Instructions to follow —
Locate each line in the rows below that contains the word "beach", and copy those lines.

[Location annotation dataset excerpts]
## begin

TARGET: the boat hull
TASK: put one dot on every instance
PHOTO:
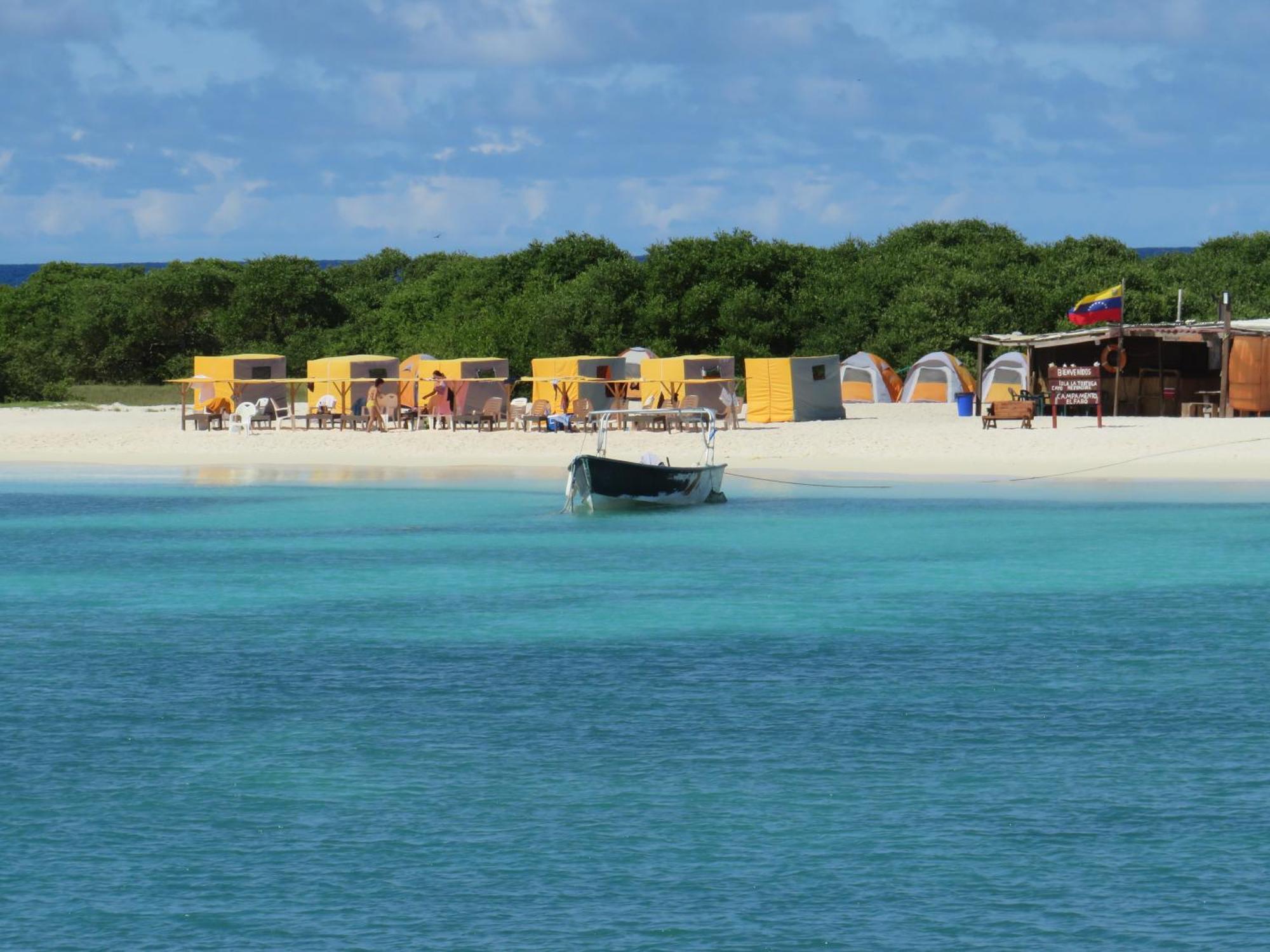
(601, 483)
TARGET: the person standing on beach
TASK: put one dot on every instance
(373, 408)
(439, 404)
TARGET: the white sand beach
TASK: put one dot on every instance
(921, 441)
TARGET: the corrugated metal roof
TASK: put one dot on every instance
(1192, 331)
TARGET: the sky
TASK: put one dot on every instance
(332, 129)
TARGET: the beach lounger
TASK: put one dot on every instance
(323, 413)
(539, 413)
(581, 412)
(491, 413)
(516, 413)
(242, 418)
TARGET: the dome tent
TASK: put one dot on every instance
(867, 379)
(937, 379)
(1008, 373)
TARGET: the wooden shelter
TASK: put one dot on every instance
(1156, 370)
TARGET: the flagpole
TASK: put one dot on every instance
(1116, 398)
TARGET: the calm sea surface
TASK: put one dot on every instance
(417, 717)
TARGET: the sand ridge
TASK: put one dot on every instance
(916, 441)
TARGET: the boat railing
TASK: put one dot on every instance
(703, 414)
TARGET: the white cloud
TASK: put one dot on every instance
(793, 27)
(231, 213)
(493, 144)
(660, 205)
(219, 167)
(464, 208)
(170, 60)
(157, 214)
(1130, 131)
(495, 32)
(92, 162)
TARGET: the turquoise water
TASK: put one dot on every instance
(416, 717)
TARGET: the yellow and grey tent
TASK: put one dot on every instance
(789, 389)
(1009, 373)
(603, 397)
(937, 379)
(472, 392)
(241, 367)
(708, 378)
(332, 376)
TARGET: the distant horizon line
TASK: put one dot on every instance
(17, 274)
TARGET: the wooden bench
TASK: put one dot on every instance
(1022, 411)
(1198, 409)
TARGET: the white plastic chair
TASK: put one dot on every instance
(242, 418)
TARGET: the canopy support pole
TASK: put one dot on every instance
(979, 385)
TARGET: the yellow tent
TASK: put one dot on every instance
(332, 376)
(603, 397)
(465, 398)
(784, 389)
(666, 378)
(231, 367)
(410, 374)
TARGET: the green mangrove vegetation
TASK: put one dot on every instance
(919, 289)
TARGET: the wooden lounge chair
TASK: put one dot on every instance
(324, 413)
(538, 413)
(692, 402)
(1022, 411)
(391, 407)
(581, 414)
(491, 413)
(516, 412)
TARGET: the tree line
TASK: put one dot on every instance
(925, 288)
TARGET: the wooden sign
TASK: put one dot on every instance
(1075, 387)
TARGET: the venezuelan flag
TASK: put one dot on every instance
(1104, 307)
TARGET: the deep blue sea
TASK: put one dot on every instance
(312, 715)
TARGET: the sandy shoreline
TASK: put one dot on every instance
(910, 441)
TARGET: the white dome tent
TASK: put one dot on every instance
(1009, 373)
(937, 379)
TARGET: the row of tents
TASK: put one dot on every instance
(937, 379)
(777, 389)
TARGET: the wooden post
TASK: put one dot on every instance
(1224, 310)
(979, 385)
(1116, 397)
(1116, 392)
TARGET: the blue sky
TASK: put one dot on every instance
(149, 131)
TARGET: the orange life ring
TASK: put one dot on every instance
(1117, 352)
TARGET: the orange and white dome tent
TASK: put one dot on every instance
(937, 379)
(867, 379)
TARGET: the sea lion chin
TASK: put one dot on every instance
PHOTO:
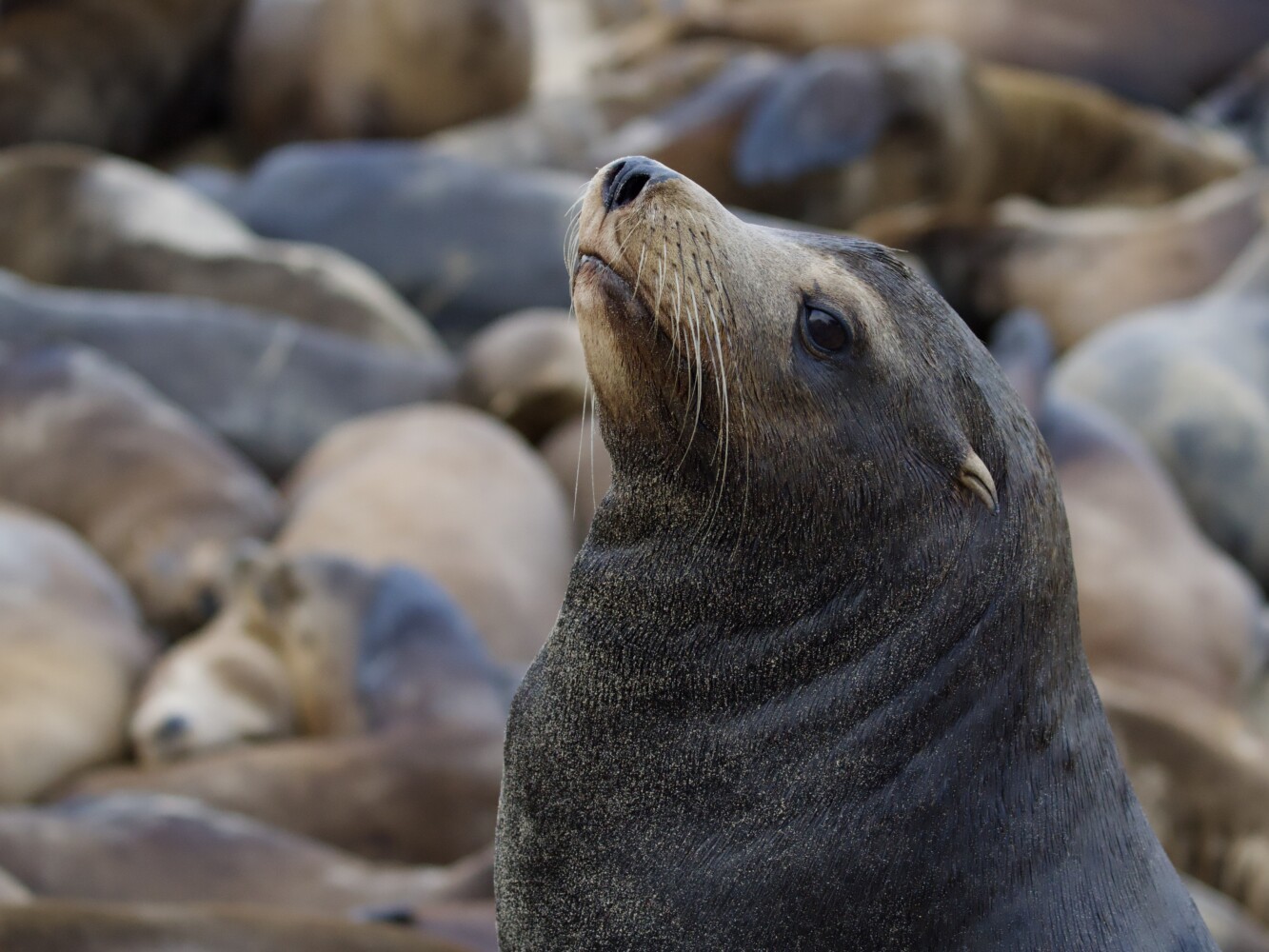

## end

Task response —
TARGET: the person standing on beach
TARGET: the white sand beach
TARGET: the beach lounger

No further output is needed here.